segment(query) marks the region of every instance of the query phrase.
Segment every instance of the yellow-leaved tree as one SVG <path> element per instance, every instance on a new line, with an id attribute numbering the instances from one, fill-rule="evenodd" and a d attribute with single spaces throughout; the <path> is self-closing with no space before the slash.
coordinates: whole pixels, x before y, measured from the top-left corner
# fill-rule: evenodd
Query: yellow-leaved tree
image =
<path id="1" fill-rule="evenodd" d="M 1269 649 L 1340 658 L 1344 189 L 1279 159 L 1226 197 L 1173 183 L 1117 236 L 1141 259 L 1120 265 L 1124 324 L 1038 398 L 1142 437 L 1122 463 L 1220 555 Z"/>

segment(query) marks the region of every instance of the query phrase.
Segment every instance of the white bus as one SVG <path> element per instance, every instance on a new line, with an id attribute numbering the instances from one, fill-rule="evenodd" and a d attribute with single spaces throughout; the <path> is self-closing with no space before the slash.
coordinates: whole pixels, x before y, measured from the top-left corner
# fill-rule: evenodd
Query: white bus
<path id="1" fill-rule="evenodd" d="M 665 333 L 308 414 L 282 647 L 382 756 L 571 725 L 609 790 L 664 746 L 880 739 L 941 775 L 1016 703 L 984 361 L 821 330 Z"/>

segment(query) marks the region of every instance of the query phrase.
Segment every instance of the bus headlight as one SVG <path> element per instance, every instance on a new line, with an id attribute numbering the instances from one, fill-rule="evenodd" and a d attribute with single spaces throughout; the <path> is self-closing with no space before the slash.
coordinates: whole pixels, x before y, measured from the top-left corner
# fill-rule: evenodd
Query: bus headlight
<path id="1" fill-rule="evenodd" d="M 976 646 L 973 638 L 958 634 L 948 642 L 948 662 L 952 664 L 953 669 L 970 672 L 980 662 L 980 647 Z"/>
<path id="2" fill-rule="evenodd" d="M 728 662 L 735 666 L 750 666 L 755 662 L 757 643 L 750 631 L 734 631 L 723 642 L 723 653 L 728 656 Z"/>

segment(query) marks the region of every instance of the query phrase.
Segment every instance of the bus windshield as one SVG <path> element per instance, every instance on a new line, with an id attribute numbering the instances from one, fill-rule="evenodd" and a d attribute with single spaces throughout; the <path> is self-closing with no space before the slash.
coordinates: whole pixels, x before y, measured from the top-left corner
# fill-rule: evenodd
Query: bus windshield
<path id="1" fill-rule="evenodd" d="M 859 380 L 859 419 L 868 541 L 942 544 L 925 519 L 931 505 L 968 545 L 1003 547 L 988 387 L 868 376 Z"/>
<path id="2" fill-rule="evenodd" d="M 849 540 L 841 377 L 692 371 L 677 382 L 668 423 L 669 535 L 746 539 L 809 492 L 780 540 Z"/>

+ + + + + + +

#### TASK INSTRUCTIONS:
Present all the data above as a numbered list with one line per item, dropping the blank lines.

#### PROBLEM SOLUTION:
1. segment(query) marks the region of every instance of the query phrase.
2. Segment every instance of the yellow-leaved tree as one SVG <path> element per instance, every instance on a new line, with an id attribute numbering the instances from one, fill-rule="evenodd" and a d attribute with single spaces throughout; the <path> is self-closing with no space before the slash.
3. coordinates: whole pixels, x before y, measured from the top-left corner
4. # fill-rule: evenodd
5. Query: yellow-leaved tree
6. image =
7. <path id="1" fill-rule="evenodd" d="M 1269 649 L 1340 658 L 1344 189 L 1279 159 L 1226 197 L 1173 183 L 1117 236 L 1141 259 L 1120 265 L 1124 324 L 1038 398 L 1142 437 L 1122 463 L 1220 555 Z"/>
8. segment(query) marks the region of every instance of the query phrase.
9. Segment every instance of the white bus as one SVG <path> element per instance, every instance on a new line, with an id attribute numbering the instances from one, fill-rule="evenodd" and a d attribute with single spaces throughout; the <path> is self-closing with no space before the slash.
10. coordinates: whole pixels, x before y, measured from the top-left corner
11. # fill-rule: evenodd
12. Query: white bus
13. <path id="1" fill-rule="evenodd" d="M 665 333 L 308 414 L 282 647 L 382 756 L 571 725 L 609 790 L 664 746 L 880 739 L 941 775 L 1016 703 L 984 361 L 821 330 Z"/>
14. segment(query) marks the region of every instance of the query phrase.
15. Segment every instance of the bus headlight as one SVG <path> element per instance, every instance on a new line, with an id attribute numbering the instances from one, fill-rule="evenodd" and a d attribute with single spaces throughout; the <path> is self-closing with no space before the slash.
16. coordinates: whole pixels, x before y, measured from the top-left corner
17. # fill-rule: evenodd
18. Query: bus headlight
19. <path id="1" fill-rule="evenodd" d="M 976 646 L 973 638 L 958 634 L 948 642 L 948 662 L 952 664 L 953 669 L 970 672 L 980 662 L 980 647 Z"/>
20. <path id="2" fill-rule="evenodd" d="M 728 662 L 735 666 L 750 666 L 755 662 L 757 643 L 750 631 L 734 631 L 723 642 L 723 653 L 728 656 Z"/>
21. segment(query) marks the region of every instance of the query phrase.
22. Segment every instance of the bus windshield as one SVG <path> element per instance, every instance on a new line, with an id attribute numbering the instances from one, fill-rule="evenodd" and a d attribute with single spaces throughout; the <path> is self-closing with no space before the slash.
23. coordinates: whole pixels, x before y, measured from the top-left corner
24. # fill-rule: evenodd
25. Query: bus windshield
26. <path id="1" fill-rule="evenodd" d="M 859 380 L 859 419 L 868 541 L 942 544 L 925 519 L 931 505 L 968 545 L 1003 547 L 988 387 L 868 376 Z"/>
27. <path id="2" fill-rule="evenodd" d="M 849 540 L 841 377 L 692 371 L 677 382 L 668 423 L 669 535 L 746 539 L 809 492 L 780 540 Z"/>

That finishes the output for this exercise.